Task to carry out –
Give back exactly the lines from the line that contains "Every instance of the doctor" to the last line of the listing below, inclusive, and no others.

Data shown –
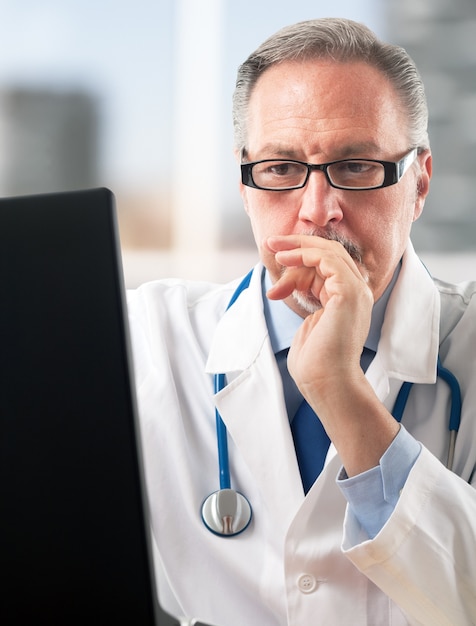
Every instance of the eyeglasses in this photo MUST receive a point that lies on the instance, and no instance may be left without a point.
(352, 174)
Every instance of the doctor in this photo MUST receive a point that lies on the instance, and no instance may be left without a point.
(331, 134)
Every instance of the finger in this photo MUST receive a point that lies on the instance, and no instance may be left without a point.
(336, 258)
(303, 279)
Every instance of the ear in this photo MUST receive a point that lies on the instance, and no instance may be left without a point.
(242, 188)
(423, 183)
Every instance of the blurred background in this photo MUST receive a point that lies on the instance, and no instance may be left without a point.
(136, 96)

Task output –
Every instance of the doctor in this photo MUST receive a point that lies on the instance, and no instance may be left without a point.
(331, 134)
Every instance of the finger in this photo MUST receive a point that lies on the instance, and no instance may be left without a point.
(336, 258)
(303, 279)
Every instance of the ear in this photo MUST receive a point that lies on the instance, and no instance may be left without a point.
(242, 188)
(423, 183)
Every instance of the blurred background in this photo MUST receive a point that lies on the instance, and no instance may be left without a point.
(136, 96)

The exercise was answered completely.